Dataset entries:
##########

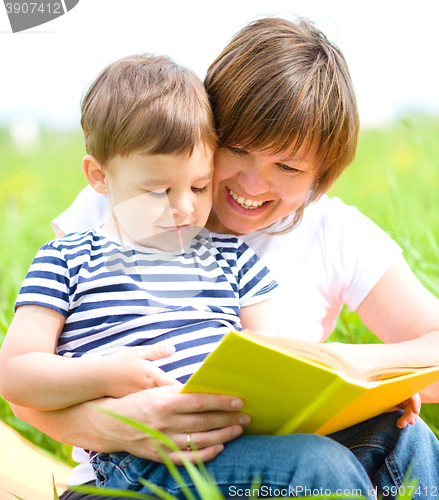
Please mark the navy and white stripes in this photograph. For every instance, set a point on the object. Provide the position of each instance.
(114, 297)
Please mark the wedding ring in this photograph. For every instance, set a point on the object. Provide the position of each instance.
(188, 442)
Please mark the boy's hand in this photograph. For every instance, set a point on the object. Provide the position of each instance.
(411, 407)
(129, 370)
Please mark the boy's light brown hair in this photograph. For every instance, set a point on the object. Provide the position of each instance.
(146, 104)
(280, 84)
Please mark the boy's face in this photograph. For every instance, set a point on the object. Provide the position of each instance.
(160, 201)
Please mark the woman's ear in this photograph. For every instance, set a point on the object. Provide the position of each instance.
(95, 174)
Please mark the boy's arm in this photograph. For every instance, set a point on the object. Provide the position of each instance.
(32, 375)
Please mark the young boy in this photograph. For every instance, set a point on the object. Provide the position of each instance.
(151, 274)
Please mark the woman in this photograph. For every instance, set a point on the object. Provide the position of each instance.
(287, 123)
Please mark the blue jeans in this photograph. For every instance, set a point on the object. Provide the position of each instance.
(386, 453)
(302, 463)
(298, 464)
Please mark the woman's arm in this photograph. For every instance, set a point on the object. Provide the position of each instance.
(211, 419)
(404, 315)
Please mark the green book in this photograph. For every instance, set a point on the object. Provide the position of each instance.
(293, 386)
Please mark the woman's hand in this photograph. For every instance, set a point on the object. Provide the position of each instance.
(211, 419)
(411, 407)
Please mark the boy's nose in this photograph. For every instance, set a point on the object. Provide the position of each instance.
(182, 206)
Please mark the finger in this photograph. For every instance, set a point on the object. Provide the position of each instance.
(160, 377)
(416, 404)
(201, 440)
(208, 422)
(157, 351)
(408, 417)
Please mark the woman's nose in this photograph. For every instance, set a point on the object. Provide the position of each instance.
(254, 179)
(182, 205)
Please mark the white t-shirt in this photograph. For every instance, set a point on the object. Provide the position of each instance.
(334, 257)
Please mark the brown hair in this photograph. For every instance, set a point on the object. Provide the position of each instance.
(148, 104)
(280, 84)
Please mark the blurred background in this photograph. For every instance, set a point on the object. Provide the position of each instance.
(391, 48)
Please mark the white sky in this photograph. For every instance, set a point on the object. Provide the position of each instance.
(391, 47)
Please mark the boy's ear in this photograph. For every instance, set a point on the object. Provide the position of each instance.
(95, 174)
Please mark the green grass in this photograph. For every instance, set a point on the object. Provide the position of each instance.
(394, 180)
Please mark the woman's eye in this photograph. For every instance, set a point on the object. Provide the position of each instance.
(159, 193)
(286, 168)
(237, 151)
(199, 190)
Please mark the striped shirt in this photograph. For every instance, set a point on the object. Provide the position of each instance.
(114, 297)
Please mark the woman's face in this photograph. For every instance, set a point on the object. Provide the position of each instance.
(253, 189)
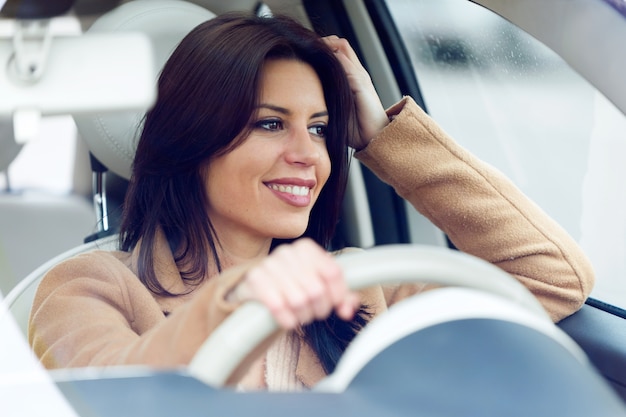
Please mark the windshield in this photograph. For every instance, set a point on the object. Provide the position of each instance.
(517, 105)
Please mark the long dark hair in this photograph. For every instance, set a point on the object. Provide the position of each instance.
(207, 94)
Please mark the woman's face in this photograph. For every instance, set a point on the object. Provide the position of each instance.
(267, 186)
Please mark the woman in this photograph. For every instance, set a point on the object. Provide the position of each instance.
(246, 149)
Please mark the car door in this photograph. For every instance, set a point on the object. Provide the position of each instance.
(520, 106)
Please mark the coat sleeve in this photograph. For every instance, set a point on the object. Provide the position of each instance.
(480, 210)
(93, 311)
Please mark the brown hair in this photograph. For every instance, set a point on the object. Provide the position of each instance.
(207, 93)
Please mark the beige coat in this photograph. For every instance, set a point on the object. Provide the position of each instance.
(92, 310)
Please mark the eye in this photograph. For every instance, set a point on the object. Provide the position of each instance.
(318, 130)
(271, 125)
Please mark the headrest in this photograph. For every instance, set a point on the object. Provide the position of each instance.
(112, 137)
(8, 147)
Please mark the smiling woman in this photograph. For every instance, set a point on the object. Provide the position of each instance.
(282, 165)
(235, 193)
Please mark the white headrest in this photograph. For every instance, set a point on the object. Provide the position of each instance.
(8, 147)
(112, 137)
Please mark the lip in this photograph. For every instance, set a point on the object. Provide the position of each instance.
(291, 199)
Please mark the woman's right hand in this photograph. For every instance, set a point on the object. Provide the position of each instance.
(298, 282)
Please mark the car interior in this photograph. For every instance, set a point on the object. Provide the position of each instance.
(582, 359)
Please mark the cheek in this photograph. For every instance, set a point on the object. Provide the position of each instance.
(324, 166)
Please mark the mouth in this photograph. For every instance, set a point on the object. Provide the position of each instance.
(296, 190)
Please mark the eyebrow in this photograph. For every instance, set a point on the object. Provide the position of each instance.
(287, 111)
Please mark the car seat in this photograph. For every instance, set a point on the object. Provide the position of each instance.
(110, 137)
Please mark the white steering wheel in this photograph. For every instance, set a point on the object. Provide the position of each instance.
(252, 323)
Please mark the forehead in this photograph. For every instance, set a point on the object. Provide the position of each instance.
(290, 80)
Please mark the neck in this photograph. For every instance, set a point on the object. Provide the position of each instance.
(233, 251)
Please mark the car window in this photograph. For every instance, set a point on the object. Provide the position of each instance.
(515, 104)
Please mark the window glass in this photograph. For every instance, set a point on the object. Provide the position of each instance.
(514, 103)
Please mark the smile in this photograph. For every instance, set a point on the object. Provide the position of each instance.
(290, 189)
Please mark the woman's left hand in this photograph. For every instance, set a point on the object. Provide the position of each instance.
(370, 111)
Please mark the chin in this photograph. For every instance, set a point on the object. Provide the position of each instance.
(289, 232)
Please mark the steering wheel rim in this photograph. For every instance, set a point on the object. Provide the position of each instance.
(252, 323)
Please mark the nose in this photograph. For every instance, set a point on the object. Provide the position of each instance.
(302, 147)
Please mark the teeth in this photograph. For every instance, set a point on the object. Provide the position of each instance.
(290, 189)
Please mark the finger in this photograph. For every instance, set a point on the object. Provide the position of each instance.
(337, 293)
(303, 292)
(258, 284)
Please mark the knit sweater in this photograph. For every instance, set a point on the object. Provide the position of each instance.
(92, 310)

##########

:: Objective ::
Could you copy, unchanged, the stretch of rows above from the line containing "Please mark the teeth" through the end of the rows?

:: Expected answer ::
Please mark the teeth in this photograph. For every instance, set a point on the object. Provide the position of each instance.
(290, 189)
Please mark the finger in this photograph. For every instance, set a point on the object. Provide the position of each instance.
(337, 293)
(303, 292)
(258, 284)
Please mark the knit sweater in this photograph. For every instance, set a point on the object. Provide the position of each instance.
(92, 310)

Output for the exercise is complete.